◆ PROBLEM STATEMENT ◆
The answer must consist of every line in the data below that holds the word "sandy".

--- DATA FOR THIS TASK Enclosed Below ---

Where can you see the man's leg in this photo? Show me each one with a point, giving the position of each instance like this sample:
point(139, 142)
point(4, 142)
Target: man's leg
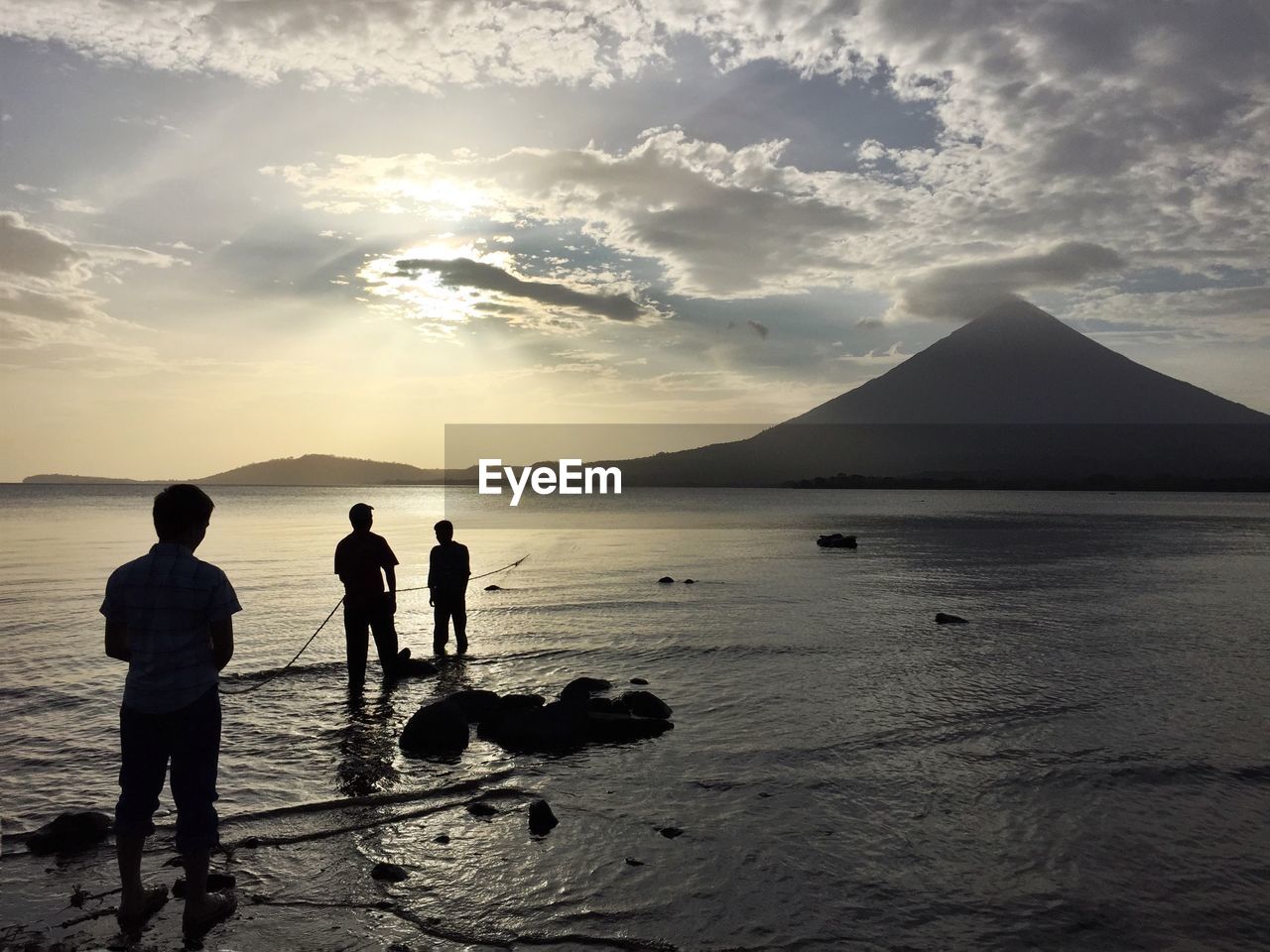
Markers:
point(194, 758)
point(441, 624)
point(356, 638)
point(144, 765)
point(458, 607)
point(385, 640)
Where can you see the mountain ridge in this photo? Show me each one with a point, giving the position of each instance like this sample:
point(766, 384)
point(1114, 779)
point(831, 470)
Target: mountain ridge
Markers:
point(309, 470)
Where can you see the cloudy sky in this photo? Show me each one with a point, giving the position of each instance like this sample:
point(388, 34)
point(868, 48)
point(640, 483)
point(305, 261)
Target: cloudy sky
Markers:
point(232, 230)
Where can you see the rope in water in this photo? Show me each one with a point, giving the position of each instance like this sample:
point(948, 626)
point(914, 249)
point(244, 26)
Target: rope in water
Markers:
point(305, 647)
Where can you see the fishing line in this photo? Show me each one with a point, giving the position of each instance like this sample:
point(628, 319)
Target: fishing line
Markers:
point(421, 588)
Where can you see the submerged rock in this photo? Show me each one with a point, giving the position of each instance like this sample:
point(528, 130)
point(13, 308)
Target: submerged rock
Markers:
point(541, 819)
point(604, 705)
point(612, 728)
point(835, 540)
point(581, 688)
point(409, 666)
point(70, 833)
point(440, 728)
point(476, 705)
point(214, 884)
point(512, 702)
point(389, 873)
point(557, 726)
point(645, 703)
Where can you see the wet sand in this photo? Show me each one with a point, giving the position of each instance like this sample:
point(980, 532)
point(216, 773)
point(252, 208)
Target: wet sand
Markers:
point(304, 881)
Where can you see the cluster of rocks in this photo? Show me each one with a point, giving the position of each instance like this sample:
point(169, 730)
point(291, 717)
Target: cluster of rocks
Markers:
point(70, 833)
point(529, 722)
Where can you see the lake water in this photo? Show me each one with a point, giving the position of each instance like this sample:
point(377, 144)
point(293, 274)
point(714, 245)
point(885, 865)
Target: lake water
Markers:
point(1084, 766)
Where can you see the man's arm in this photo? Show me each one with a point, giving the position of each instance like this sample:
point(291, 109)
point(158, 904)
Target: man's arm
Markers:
point(117, 642)
point(222, 643)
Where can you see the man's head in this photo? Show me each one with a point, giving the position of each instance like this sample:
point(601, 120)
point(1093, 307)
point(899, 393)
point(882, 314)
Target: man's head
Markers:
point(182, 513)
point(361, 516)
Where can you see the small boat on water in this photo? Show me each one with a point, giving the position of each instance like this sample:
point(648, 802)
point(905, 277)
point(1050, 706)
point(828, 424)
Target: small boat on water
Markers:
point(835, 540)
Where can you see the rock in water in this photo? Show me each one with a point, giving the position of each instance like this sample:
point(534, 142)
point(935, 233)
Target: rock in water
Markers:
point(835, 540)
point(389, 873)
point(645, 703)
point(541, 819)
point(608, 728)
point(476, 705)
point(70, 833)
point(518, 702)
point(214, 884)
point(606, 705)
point(581, 688)
point(557, 726)
point(440, 728)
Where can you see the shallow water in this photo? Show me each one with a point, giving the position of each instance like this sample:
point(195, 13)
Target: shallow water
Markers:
point(1083, 766)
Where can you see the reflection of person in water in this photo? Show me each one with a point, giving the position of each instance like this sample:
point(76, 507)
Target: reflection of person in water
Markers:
point(448, 570)
point(366, 748)
point(359, 558)
point(169, 616)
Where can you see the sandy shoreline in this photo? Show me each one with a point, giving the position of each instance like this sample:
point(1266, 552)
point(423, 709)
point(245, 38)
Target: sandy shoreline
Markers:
point(304, 881)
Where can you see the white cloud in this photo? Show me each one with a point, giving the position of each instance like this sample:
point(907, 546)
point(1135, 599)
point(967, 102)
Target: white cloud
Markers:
point(45, 298)
point(75, 206)
point(1130, 125)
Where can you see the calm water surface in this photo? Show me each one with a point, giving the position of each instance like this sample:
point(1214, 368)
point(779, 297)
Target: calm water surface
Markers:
point(1084, 766)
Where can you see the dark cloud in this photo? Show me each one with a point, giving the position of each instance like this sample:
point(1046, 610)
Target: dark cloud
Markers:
point(962, 291)
point(32, 252)
point(463, 272)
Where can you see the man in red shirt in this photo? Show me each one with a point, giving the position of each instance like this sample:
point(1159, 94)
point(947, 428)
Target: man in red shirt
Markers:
point(361, 556)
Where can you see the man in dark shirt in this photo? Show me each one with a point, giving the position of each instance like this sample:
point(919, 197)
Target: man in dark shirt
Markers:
point(359, 557)
point(169, 616)
point(448, 569)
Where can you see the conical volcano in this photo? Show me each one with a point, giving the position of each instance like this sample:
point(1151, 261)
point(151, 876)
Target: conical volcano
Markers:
point(1017, 365)
point(1012, 398)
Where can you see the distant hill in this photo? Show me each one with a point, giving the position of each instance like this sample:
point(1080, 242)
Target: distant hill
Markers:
point(1015, 398)
point(1019, 365)
point(317, 470)
point(63, 479)
point(313, 470)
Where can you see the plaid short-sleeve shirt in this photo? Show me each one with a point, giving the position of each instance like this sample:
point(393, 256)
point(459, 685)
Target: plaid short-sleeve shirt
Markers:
point(168, 602)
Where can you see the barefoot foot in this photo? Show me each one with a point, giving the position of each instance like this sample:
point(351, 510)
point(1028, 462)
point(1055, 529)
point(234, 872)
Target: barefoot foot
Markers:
point(135, 911)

--- End of Enclosed DATA FOR THIS TASK ---

◆ RESPONSE TO THIS EXERCISE ◆
Where can you see the sandy shoreline in this photo? Show me each one with a point, giving the position of each instance like this sample:
Target: sandy shoreline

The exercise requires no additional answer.